How many days of suffering and lives taken go into the consumption of animal products every day? Our analysis paints the big picture, and provides impactful advice.

When it comes to days of suffering, and the sheer number of lives that go into food consumption, not all products carry the same weight — both figuratively and literally.

Faunalytics’ Animal Product Impact Scales provide a crucial, data-driven resource for understanding the true cost of animal product consumption. Through thorough and exhaustive calculations and data gather, our datasets help to quantify the days of suffering and number of lives impacted by various animal-derived foods. By meticulously analyzing factors such as the number of animals required per serving, their typical lifespan, and the conditions they endure, we offer a comprehensive picture of the welfare footprint of different products — and a roadmap to making the biggest impact with your advocacy.

Whether you’re an individual aiming to reduce your personal impact, an advocate strategizing for maximum effectiveness, or an insitution developing a plant-based procurement policy, these scales will help empower you to make informed decisions. They highlight which animal products contribute most significantly to suffering and death, allowing for targeted efforts that yield the greatest positive change for animals.

Methodology

The full documentation, sources, data, and code are available on the Open Science Framework.

This is a simplified overview of the methodology by which we arrived at the estimates in the infographics. For a detailed description of every step and data source, see the full Methodology document.

First, we got reports of which animal products people eat from a nationally representative, in-person survey of over 8,000 people in the United States. We then categorized every food people reported eating in terms of the animal products and product formats it used. For example, chili con carne was categorized as containing ground beef, and the average weight for the beef portion of chili con carne was estimated from standard serving sizes provided with the dataset.

We multiplied our estimates of how much of each product people consume by the number of animal lives and days of suffering that go into each kilogram of edible animal product, using data from the United States Department of Agriculture (USDA), Food and Agriculture Organization of the United Nations (FAO), as well as a long list of articles and resources produced by industry, academics, or advocates — the most reliable and unbiased source we could find for each estimate. The full list of sources is available in our detailed Methodology document.

- [Problem requirements]: Replace "analysis" with "study" in the animal product text, and write the passage out from "How many days" to "provides impactful advice.". Rely on the animal product text alone.

- [Dataset excerpts]:
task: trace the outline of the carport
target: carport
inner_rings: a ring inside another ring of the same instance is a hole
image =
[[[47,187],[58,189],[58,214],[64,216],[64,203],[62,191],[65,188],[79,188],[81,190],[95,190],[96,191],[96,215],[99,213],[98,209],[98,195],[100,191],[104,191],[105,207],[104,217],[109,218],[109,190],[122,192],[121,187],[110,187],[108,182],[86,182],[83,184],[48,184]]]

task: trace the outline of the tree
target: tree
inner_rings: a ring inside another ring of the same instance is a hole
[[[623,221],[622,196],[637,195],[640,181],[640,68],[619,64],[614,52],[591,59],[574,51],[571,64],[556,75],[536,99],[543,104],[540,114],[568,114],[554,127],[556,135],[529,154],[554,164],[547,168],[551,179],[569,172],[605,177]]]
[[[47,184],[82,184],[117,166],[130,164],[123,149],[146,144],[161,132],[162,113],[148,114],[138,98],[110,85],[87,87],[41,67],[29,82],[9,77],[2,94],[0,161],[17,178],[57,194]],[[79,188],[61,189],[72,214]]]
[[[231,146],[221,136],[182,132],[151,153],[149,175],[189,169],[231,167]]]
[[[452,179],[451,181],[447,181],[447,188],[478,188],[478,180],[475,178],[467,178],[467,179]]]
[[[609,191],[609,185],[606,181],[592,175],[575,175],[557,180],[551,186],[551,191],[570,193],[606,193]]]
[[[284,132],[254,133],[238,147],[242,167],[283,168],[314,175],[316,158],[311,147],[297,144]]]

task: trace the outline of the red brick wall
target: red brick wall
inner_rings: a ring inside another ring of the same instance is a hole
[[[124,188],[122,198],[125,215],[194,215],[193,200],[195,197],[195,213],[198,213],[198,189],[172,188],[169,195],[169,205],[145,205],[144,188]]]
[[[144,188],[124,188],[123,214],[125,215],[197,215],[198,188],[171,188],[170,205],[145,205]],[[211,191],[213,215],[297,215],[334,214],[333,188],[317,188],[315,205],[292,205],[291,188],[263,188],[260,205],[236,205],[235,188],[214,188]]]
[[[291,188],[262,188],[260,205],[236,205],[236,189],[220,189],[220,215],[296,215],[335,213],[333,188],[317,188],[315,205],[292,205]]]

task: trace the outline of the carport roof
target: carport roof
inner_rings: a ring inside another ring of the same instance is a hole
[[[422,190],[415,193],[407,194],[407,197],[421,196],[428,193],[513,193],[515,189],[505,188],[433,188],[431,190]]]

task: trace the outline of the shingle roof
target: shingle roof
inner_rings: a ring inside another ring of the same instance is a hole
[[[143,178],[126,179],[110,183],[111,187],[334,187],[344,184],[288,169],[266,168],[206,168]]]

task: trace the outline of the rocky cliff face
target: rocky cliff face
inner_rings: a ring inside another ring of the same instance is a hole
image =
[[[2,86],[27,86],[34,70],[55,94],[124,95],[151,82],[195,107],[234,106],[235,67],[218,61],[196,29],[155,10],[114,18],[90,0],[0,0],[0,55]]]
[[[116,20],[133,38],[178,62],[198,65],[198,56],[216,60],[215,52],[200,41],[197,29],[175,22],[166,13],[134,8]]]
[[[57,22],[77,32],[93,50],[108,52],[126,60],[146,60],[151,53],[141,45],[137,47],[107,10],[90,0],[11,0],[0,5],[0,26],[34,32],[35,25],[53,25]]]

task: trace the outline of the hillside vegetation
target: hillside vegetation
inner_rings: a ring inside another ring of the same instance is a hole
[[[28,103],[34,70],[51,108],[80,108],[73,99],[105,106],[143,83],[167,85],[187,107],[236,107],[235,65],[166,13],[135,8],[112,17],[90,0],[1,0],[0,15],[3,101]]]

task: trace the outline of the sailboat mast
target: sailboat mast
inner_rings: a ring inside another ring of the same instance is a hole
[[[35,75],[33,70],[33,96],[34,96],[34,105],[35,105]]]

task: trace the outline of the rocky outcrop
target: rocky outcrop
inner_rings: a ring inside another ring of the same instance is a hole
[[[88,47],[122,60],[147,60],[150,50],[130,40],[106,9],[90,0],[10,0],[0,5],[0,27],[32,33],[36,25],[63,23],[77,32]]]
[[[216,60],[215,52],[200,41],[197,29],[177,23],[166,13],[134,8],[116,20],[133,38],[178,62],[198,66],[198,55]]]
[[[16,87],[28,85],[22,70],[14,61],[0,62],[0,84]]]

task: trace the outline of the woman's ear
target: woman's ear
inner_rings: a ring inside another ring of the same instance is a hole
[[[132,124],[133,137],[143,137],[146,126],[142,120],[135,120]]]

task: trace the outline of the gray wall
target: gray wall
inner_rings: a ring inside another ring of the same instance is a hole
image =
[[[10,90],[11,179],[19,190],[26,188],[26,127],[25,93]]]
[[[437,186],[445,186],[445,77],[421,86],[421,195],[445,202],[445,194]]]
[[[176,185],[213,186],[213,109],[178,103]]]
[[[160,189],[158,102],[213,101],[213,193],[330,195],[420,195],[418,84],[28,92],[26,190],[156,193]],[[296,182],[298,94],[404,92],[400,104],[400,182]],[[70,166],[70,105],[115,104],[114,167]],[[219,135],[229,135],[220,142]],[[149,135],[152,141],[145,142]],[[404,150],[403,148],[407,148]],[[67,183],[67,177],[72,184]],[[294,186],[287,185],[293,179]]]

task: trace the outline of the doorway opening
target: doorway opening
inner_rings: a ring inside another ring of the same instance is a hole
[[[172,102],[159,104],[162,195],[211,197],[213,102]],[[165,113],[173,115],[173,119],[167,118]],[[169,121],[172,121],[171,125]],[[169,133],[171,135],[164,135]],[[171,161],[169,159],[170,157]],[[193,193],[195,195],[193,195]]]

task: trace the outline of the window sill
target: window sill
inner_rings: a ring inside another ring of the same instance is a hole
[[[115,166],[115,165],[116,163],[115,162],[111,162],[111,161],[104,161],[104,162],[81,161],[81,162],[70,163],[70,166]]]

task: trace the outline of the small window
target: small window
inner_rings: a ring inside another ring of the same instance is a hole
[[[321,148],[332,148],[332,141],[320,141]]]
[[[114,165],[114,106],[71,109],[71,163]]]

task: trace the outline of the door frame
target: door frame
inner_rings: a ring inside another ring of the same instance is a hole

- [Reply]:
How many days of suffering and lives taken go into the consumption of animal products every day? Our study paints the big picture, and provides impactful advice.